# [Breve esercizio A]
Trascriva fedelmente, dal brano sulle fatture per operazioni inesistenti, tutto il testo che va da "Va pertanto provato, a" fino a "dell’inesistenza del contraente.".
# [Breve esercizio B]
Secondo il brano sulle fatture per operazioni inesistenti, con quale ordinanza la Corte di Cassazione ha esaminato il caso della società ricorrente?

Nel nostro ordinamento il legislatore ha fornito la definizione di fatture emesse per operazioni inesistenti nel corpo del D.Lgs. n. 74/2000 e più precisamente alla lett. a) dell’art. 1 di questo decreto: “Per "fatture o altri documenti per operazioni inesistenti" si intendono le fatture o gli altri documenti aventi rilievo   probatorio analogo in base alle norme tributarie, emessi a fronte di  operazioni non realmente effettuate in  tutto   o  in  parte   o  che  indicano   i corrispettivi o l'imposta sul valore aggiunto in misura  superiore   a quella reale, ovvero che riferiscono l'operazione a soggetti  diversi da quelli effettivi”.

Come è facile desumere dalla specificazione dell’inesistenza delle operazioni riferite ai documenti fiscali in argomento, la stessa può essere oggettiva nel caso in cui le operazioni descritte in fattura non sono state realmente effettuate (in tutto o in parte), mentre l’inesistenza si considera soggettiva quando pur essendo genuina l’operazione descritta nel documento fiscale, i soggetti ivi indicati non sono in realtà quelli tra i quali l’operazione è avvenuta.

Oggetto del ricorso in Cassazione

Con l’ordinanza n. 21706 del 08 ottobre 2020 la Corte di Cassazione ha affrontato il caso di una società di capitali che ha presentato ricorso per l’essersi vista contestare, da parte dell’Agenzia delle Entrate, il diritto a portare in deduzione costi pagati a fronte di fatture soggettivamente false, ovverosia fatture emesse da soggetti differenti rispetto a quelli che avevano realmente ceduto i beni o fornito i servizi ottenuti dalla società ricorrente. 

Sul fatto che le operazioni descritte nei documenti fiscali fossero state ritenute soggettivamente false, in quanto come detto effettuate da soggetti giuridici differenti rispetto a quelli indicati nei documenti stessi, secondo la tesi difensiva della società ricorrente era già stata fornita la prova che le aziende ritenute falsamente indicate nelle fatture erano in realtà gli effettivi destinatari delle operazioni contestate e pertanto non poteva essere negato il diritto della ricorrente a dedurre i costi indicati nelle fatture in questione. 

Decisione dei giudici

Sul punto oggetto di ricorso i giudici di Piazza Cavour hanno preliminarmente affermato che nel caso di operazioni soggettivamente false è onere dell’Amministrazione finanziaria fornire la prova che il contribuente a cui si contesta la deduzione dei costi indicati nei documenti fiscali o la detrazione dell’IVA indicata nelle fatture ritenute false, sapesse o potesse sapere (con l’uso della diligenza media), nel momento in cui procedeva all’acquistato di un dato bene o di un certo servizio, che le operazioni descritte in fattura rientravano in un’evasione o in una frode.

Va pertanto provato, a cura del Fisco, non solo l’oggettiva fittizietà del fornitore, ma anche la consapevolezza del destinatario che l’operazione si inseriva in un’evasione dell’imposta. Prova che può essere fornita anche in via presuntiva, dimostrando, in base ad elementi oggettivi e specifici, che il contribuente era a conoscenza dell’inesistenza del contraente.

Voci per l'etichettatura con riquadri di delimitazione
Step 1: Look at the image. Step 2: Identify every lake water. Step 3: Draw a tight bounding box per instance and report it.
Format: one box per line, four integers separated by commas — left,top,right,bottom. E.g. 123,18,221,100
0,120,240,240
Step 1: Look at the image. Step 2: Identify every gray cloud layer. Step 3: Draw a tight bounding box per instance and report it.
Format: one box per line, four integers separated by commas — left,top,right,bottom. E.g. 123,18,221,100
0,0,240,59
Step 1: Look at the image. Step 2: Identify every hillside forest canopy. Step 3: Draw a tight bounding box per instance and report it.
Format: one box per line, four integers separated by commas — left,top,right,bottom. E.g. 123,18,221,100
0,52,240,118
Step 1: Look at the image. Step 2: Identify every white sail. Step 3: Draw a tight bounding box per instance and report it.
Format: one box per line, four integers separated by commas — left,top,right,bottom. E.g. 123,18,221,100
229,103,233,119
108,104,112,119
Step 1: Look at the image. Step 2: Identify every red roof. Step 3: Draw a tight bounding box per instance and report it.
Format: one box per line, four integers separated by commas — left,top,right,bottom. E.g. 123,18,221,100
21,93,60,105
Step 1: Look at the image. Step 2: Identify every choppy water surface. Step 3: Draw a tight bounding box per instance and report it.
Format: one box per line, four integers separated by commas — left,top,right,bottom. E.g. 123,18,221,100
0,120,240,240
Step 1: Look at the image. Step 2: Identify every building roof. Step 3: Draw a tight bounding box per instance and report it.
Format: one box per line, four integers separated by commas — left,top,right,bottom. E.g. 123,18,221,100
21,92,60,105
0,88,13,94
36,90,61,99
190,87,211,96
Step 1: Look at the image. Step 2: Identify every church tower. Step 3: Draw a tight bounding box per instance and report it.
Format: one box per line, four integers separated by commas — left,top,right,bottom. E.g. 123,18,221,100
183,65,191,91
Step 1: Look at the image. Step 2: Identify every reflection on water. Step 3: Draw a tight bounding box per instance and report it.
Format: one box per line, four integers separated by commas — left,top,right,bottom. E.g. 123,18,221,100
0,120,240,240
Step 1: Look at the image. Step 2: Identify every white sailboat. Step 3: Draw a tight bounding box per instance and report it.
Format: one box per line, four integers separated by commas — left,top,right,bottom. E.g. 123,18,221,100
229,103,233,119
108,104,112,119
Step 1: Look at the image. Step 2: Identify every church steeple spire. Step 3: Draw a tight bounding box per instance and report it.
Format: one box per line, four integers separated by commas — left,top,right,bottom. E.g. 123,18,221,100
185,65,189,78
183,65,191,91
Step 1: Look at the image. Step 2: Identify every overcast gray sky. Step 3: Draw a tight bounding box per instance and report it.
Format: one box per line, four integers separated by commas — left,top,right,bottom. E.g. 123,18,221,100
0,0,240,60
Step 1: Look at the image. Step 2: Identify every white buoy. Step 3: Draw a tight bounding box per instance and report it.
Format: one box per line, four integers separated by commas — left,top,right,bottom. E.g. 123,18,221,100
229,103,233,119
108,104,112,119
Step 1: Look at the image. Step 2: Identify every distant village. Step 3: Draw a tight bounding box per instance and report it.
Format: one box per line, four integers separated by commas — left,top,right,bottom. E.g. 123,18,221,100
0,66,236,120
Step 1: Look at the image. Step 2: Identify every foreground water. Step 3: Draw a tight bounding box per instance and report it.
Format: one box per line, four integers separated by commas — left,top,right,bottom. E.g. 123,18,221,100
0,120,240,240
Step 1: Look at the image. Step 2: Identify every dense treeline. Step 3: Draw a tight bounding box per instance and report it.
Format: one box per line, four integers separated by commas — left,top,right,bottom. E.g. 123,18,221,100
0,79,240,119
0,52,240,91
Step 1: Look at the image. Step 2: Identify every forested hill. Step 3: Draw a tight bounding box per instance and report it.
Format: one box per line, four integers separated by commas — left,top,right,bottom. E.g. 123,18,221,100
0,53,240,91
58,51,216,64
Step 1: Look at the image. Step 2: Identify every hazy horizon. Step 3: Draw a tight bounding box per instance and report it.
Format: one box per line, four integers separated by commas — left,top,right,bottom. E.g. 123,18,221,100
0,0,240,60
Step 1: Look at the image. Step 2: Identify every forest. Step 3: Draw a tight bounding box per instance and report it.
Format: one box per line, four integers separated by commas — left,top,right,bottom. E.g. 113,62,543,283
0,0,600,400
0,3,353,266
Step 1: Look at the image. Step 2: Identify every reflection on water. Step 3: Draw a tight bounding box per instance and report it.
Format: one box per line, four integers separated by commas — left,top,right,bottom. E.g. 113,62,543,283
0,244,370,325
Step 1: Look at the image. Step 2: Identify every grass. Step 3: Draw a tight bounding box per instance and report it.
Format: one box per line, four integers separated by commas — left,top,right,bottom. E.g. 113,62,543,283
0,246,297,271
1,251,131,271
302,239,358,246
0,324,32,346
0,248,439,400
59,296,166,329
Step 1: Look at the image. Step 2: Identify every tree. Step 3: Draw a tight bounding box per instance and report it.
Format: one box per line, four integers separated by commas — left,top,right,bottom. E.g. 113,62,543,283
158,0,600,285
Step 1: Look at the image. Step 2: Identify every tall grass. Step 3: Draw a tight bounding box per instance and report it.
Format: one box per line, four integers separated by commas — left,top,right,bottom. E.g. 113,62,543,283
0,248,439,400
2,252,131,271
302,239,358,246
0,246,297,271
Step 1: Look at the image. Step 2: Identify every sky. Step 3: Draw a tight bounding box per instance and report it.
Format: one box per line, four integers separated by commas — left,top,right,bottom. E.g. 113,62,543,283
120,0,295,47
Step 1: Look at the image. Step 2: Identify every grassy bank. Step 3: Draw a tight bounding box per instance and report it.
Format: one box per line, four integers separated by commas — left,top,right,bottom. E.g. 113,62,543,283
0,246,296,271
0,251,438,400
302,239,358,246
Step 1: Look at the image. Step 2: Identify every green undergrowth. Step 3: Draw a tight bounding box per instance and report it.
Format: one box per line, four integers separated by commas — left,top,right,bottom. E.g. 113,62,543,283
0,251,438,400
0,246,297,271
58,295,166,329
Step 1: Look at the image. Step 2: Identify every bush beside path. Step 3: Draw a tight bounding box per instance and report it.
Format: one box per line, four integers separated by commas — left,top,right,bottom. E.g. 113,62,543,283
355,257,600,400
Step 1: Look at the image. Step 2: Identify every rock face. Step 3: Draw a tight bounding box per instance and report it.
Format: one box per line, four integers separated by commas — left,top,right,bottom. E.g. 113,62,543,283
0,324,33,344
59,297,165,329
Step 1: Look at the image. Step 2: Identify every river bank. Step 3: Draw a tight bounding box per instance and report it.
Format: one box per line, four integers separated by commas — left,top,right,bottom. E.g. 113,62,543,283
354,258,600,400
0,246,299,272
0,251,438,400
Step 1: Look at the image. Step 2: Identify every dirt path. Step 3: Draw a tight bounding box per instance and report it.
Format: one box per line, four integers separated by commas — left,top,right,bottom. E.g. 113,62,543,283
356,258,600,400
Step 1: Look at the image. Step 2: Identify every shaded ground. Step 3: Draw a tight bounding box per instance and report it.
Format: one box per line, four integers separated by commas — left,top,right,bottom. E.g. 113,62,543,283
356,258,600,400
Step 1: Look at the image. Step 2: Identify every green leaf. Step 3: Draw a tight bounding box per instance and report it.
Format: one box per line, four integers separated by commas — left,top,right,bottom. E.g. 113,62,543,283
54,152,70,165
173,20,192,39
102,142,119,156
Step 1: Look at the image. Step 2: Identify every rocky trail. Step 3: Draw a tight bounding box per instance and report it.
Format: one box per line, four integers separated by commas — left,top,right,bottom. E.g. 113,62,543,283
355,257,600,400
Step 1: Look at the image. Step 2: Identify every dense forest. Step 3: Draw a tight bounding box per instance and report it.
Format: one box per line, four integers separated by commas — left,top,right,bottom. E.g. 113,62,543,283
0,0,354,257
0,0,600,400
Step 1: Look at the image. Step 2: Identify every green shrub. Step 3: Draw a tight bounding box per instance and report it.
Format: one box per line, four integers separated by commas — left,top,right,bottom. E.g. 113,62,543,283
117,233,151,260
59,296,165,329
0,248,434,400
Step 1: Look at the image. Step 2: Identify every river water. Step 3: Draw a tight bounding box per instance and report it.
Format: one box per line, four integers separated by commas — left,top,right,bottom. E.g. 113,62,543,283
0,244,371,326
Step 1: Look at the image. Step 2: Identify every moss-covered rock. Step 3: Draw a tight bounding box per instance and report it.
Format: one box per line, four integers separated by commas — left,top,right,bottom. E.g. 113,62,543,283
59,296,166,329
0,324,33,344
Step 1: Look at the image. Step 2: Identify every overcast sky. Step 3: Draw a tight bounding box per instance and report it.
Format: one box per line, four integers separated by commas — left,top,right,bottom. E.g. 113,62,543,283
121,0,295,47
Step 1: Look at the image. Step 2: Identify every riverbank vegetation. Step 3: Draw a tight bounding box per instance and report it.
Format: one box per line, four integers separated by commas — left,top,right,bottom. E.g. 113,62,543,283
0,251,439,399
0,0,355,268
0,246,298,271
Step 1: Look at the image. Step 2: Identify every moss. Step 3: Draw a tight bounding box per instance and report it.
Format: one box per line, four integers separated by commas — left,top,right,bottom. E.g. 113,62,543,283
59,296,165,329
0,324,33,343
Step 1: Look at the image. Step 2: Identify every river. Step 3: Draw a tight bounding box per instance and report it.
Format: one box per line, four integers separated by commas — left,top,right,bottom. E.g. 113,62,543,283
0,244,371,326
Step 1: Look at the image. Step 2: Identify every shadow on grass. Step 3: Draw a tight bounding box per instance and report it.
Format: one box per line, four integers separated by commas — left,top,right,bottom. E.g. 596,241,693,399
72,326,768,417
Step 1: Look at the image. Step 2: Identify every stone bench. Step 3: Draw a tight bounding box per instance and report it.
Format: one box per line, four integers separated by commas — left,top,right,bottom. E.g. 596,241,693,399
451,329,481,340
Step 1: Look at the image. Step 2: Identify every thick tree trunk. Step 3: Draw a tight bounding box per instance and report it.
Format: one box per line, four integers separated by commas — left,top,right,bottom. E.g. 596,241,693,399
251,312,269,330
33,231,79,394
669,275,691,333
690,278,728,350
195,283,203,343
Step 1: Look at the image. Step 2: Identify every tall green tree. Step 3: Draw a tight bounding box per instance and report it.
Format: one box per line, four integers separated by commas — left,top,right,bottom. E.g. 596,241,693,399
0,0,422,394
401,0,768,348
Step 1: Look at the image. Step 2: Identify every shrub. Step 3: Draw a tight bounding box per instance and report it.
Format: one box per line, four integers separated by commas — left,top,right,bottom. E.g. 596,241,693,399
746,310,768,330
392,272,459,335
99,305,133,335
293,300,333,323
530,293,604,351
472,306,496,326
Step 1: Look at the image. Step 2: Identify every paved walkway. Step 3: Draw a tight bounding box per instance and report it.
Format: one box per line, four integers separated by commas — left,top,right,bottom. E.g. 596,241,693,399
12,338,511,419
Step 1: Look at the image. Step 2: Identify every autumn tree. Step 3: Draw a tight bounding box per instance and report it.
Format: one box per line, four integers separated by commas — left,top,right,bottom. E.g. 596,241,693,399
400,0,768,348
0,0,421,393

# [Risposta completa A]
Va pertanto provato, a cura del Fisco, non solo l’oggettiva fittizietà del fornitore, ma anche la consapevolezza del destinatario che l’operazione si inseriva in un’evasione dell’imposta. Prova che può essere fornita anche in via presuntiva, dimostrando, in base ad elementi oggettivi e specifici, che il contribuente era a conoscenza dell’inesistenza del contraente.

# [Risposta completa B]
Con l'ordinanza n. 21706 del 08 ottobre 2020.